= Text for analysis =
· · · · ·

With little fanfare, and less public debate, a city renowned for its
sea breezes and friendly folk has declared underarm deodorant, herbal
shampoos, colognes, and other scented products to be hazardous to public
health - or at least too politically incorrect to be countenanced. The
ban, backed by ardent scent opponents, reflects not only concern for
people discomforted by fragrances but a grim new environmental view that
sees a morning slap of aftershave as a blow against Mother Earth.
''Aromatic chemicals are poisoning people and the planet as much as
tobacco or pesticides,'' said Karen Robinson, an anti-scent campaigner who
compares the fight against fragrances to writer Rachel Carson's celebrated
early warnings about the effects of DDT, a powerful insecticide now
restricted by law. ''We don't want a `Silent Spring' brought by cosmetics
in Halifax. We've even got scent-free doughnut shops.''
Meanwhile, students have been suspended from class for wearing hair gel
and other scented goo (one nearly landed in jail for ''assaulting'' his
teacher's olfactory senses); an 84-year-old woman was booted out of City
Hall for wafting her customary cologne while making a civic inquiry; and
another woman was ordered off a city bus for smelling too sweet.
Private enterprise is joining the crusade with surprising alacrity. The
Chronicle-Herald, dominant newspaper in the city of 350,000, has ordered
its employees to refrain from even ''strong mouthwash.'' Other companies
send perfumed or deodorant-wearing workers home to a take shower,
deducting the lost time from their paychecks.
Critics are calling it the Halifax Hysteria.
''We're abandoning common sense in order to placate a small handful of
individuals bothered by scents,'' said City Council or Steve Streatch, one
of the few local politicians willing to speak for the record on what has
become a highly emotional issue, with campaigners wearing gas masks
turning out to jeer anyone opposing their view.

· · · · ·

= Entries shown =
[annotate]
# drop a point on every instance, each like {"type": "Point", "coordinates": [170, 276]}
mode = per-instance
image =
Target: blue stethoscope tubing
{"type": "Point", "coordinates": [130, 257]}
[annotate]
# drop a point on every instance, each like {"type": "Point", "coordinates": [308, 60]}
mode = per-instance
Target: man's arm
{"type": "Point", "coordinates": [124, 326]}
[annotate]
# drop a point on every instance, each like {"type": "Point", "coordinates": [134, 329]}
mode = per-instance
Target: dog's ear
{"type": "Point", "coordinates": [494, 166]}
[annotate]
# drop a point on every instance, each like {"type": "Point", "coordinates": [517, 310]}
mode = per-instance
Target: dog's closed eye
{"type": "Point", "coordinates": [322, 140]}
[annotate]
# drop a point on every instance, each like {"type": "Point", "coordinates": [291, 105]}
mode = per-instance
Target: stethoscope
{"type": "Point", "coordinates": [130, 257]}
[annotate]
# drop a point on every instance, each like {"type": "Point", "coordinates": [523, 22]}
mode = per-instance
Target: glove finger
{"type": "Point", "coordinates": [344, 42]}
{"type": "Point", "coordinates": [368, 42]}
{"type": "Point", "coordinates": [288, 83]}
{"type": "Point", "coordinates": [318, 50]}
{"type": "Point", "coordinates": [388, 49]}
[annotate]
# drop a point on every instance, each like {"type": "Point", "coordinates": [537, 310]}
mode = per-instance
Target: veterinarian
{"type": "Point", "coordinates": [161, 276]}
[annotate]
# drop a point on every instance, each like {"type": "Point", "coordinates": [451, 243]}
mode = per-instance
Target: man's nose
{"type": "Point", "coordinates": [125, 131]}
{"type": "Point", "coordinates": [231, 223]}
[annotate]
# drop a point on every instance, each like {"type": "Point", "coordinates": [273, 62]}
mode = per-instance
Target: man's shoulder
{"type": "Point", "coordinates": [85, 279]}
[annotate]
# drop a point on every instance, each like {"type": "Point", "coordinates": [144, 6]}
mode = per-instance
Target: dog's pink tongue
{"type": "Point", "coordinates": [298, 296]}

· · · · ·

= Exercise set =
A – In the article on the Halifax scent ban, what did the Chronicle-Herald order its employees to refrain from using?
B – Pick up the article on the Halifax scent ban after its final sentence and carry it forward.

= Answers to this exercise =
A – Even "strong mouthwash."

B –
''People have been wearing fragrances since biblical times,'' Streatch
said. ''If someone wears too much, if they become obnoxious to people
around them, then a friend should speak to them. Or a work supervisor. But
bringing government into what people dab on their face or rub into their
underarms is just too much like Big Brother.''
But anti-fragrance advocates hail Halifax as standard-bearer for a
burgeoning New Age movement. In the United States, only Marin County,
California, has displayed similar zeal in combating perfumes and other
fragrances. But its ''ban'' on scents in civic places remains voluntary.
''Almost alone, this good city up in Nova Scotia is showing the courage
to take a stand against neurologically toxic chemicals guised as
fragrance,'' said Fred Nelson of the Michigan-based National Foundation
for the Chemically Hypersensitive. ''Canadians are showing an empathy for
victims of the cosmetic chemical industry that seems to be lacking among
Americans.''
At the heart of the hullabaloo is a syndrome called Multiple Chemical
Sensitivity, also known as environmental illness. Sufferers claim that the
ubiquitous presence of chemicals in modern life has a cumulative effect
that causes some individuals to become violently ill at a whiff of any
scent, whether Chanel No. 5 or Irish Spring.
The trouble is, most US and Canadian physicians and researchers refuse
to recognize Multiple Chemical Sensitivity as a true organic disease.
Specialists say some people do suffer severely from exposure to perfumes
and scented cosmetics, but the reasons are poorly understood and the
reactions - including headaches, vomiting, and seizures - do not appear to
be caused by genuine physical allergies, much less poisoning.
By and large, mainstream epidemiologists and occupational health
doctors believe Multiple Chemical Sensitivity is a complex psychological,
or ''psychosocial'' malady.
''What's taking place in Halifax appears to be collective hysteria over
an illness that does not exist,'' said Dr. Ron House, an epidemiologist at
the Occupational Health Center at Toronto's St. Michael's Hospital.
''The uproar is fascinating from a cultural view. But [the ban on
fragrances] isn't good medicine, it's folly - political pandering to a few
rather strident activists,'' he said. ''Sadly, the whole business leaves
Halifax looking more crackpot than compassionate.''
In a case that made world headlines, a 17-year-old student named Gary
Falkenham last month was handed over to the Royal Canadian Mounted Police
by officials at a Halifax area high school after showing up in class
wearing Dippity Do hair gel and Aqua Velva deodorant. His scent-sensitive
teacher, Tanya MacDonald, demanded that he be charged with criminal
assault for supposedly jeopardizing her health.
''This is insanity,'' said Charles Low, president of the Canadian
Cosmetic Toiletry and Fragrance Association. ''This teenager was
threatened not only with expulsion but a criminal record for wearing
deodorant.''
The RCMP dutifully investigated but finally declined to bring charges.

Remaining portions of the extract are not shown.